* **Извлеченный текст**:
Н. Я. Эйдельман
Последний летописец
Часть I
ПЕРВЫЙ ИСТОРИК
Автор выражает признательность
В. Э. Вацуро и В. П. Степанову
за помощь и ценные советы,
без которых эта работа
не могла бы появиться.
1803-й год отмечен в русской культуре исключительным событием: Николай Михайлович Карамзин, один из первых литераторов (а по мнению многих — первейший, рядом с Державиным), известный автор „Писем русского путешественника“ и еще более известный автор „Бедной Лизы“, издатель лучшего в ту пору журнала „Вестник Европы“ — тридцатисемилетний Карамзин решительно оставляет прозу, поэзию, журналистику и записывается в историки.
Бывало, что по своей воле отрекались от престола монархи — принимались сажать капусту, запирались в монастырь. Однако мы не можем припомнить другого примера, чтобы знаменитый художник на высоте славы, силы и успеха подвергал себя добровольному заточению — пусть даже в храме науки, монастыре истории…
Карамзин меняет, ломает биографию именно в том возрасте, в каком позже погибнет Пушкин. Мы же сейчас обратимся к его первой жизни лишь для того, чтобы легче понять вторую.

* **Поставленная задача 1**: Верните все строки приведенных ниже записей, в которых встречается слово «water». Регистр букв учитывается.
* **Поставленная задача 2**: Допишите следующую часть приведенного выше текста о Карамзине, начиная сразу после его последнего предложения.

Записи, извлеченные из коллекции:
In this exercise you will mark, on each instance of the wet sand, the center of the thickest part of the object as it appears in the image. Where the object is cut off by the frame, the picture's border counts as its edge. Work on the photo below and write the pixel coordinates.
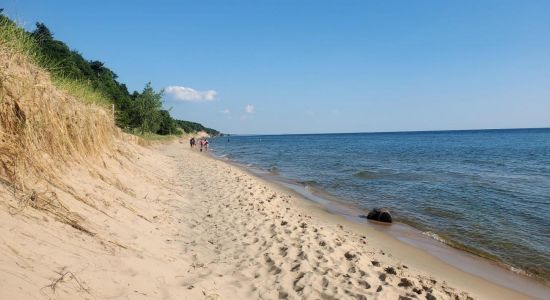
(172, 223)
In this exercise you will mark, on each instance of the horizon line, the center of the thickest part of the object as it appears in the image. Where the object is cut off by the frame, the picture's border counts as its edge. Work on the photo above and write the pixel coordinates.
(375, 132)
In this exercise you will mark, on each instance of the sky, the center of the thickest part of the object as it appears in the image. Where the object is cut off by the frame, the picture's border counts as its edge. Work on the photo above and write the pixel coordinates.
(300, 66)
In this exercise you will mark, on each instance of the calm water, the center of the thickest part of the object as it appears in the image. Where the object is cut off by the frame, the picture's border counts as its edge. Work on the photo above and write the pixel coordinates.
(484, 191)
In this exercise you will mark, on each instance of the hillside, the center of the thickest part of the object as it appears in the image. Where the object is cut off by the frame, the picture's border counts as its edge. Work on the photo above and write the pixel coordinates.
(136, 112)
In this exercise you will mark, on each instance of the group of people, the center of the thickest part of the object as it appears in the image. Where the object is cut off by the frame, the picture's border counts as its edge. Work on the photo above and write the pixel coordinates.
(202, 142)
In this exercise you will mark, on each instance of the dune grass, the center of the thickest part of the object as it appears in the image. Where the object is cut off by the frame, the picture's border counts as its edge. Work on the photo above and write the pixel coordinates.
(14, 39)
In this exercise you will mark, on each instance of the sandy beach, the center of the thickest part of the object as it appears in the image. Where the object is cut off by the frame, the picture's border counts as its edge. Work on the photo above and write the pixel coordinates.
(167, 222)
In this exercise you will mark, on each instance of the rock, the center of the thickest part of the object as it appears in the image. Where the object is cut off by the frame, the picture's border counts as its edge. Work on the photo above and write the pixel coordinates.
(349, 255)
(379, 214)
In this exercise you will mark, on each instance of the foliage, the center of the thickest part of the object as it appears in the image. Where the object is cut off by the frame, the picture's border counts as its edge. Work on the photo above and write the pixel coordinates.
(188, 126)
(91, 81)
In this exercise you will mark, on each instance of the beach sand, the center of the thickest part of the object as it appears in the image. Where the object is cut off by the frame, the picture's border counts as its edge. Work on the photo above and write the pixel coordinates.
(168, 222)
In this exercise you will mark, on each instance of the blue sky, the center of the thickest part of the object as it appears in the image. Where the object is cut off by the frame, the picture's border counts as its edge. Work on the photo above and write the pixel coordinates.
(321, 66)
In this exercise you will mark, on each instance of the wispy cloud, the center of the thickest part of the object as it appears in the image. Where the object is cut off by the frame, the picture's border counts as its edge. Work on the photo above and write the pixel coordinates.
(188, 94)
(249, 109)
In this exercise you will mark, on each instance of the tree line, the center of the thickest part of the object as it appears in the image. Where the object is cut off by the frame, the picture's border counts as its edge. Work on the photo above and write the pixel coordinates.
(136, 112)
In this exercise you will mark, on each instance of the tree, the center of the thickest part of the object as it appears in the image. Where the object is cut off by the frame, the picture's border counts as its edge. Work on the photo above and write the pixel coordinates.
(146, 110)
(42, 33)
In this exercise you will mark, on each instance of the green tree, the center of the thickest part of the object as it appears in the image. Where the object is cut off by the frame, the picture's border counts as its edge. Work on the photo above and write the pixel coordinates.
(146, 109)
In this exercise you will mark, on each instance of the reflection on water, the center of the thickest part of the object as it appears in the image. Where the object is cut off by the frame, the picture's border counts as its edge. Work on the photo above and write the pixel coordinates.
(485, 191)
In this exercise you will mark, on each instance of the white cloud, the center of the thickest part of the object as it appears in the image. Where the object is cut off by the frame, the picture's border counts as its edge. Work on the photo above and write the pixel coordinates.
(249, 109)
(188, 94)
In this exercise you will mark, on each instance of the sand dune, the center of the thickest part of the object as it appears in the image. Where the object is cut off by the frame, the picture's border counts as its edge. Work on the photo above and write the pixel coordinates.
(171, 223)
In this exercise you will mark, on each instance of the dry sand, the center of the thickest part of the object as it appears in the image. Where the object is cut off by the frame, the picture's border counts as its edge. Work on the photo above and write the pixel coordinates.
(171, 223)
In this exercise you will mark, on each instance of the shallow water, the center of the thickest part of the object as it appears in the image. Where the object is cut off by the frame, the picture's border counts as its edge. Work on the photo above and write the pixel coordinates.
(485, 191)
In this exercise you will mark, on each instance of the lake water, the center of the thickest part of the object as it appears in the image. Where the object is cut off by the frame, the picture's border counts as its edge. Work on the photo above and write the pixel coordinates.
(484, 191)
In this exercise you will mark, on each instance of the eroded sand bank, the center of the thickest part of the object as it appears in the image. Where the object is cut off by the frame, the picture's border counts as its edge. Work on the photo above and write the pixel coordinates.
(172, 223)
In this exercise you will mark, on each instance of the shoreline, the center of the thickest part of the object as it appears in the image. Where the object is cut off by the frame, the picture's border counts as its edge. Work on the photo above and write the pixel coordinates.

* **Ожидаемый результат 1**:
In this exercise you will mark, on each instance of the calm water, the center of the thickest part of the object as it appears in the image. Where the object is cut off by the frame, the picture's border counts as its edge. Work on the photo above and write the pixel coordinates.
In this exercise you will mark, on each instance of the reflection on water, the center of the thickest part of the object as it appears in the image. Where the object is cut off by the frame, the picture's border counts as its edge. Work on the photo above and write the pixel coordinates.
In this exercise you will mark, on each instance of the shallow water, the center of the thickest part of the object as it appears in the image. Where the object is cut off by the frame, the picture's border counts as its edge. Work on the photo above and write the pixel coordinates.
In this exercise you will mark, on each instance of the lake water, the center of the thickest part of the object as it appears in the image. Where the object is cut off by the frame, the picture's border counts as its edge. Work on the photo above and write the pixel coordinates.

* **Ожидаемый результат 2**:
1766–1803
Карамзин точно знал, что родился в Симбирской провинции (будущей губернии), в деревне Карамзинке (Знаменское тож) первого декабря, но он не знал года рождения: почти всю жизнь был убежден, что — в 1765-м (и поэтому восклицал в 1790-м: „Мне скоро минет двадцать пять“, а в 1800-м: „Мне уже 35“). Лишь к старости историк государства Российского уточнит и собственную историю: надежные документы заставили помолодеть на год и отныне начинать биографию с 1 декабря 1766 года.
При записи в службу дворянским детям постоянно прибавляли или убавляли возраст, да и вообще куда меньше, чем в XIX и XX столетиях, интересовались точным временем. Какая разница, в конце концов, 1765-й или 1766-й?
Каракозовы, Карамзины (может, и Карамазовы) — характерные симбирские, волжские фамилии с плохо спрятанной восточной „чернотою“ (кара…). Некий Семен Карамзин числился в дворянах при Иване Грозном (может быть, за опричные заслуги), три его сына уже владеют землями на Волге; один из пра-пра-пра-правнуков — отставной капитан Михаил Егорович Карамзин. Мать будущего писателя умерла рано, отставной капитан женился во второй раз на тетке Ивана Ивановича Дмитриева, и две будущие знаменитости породнились да еще и подружились. У отца от двух браков — шестеро детей. Николая сначала учат дома, затем — Московский пансион; с 15 лет в Петербурге, в Преображенском полку, откуда выходит в отставку поручиком, имея от роду 17 лет.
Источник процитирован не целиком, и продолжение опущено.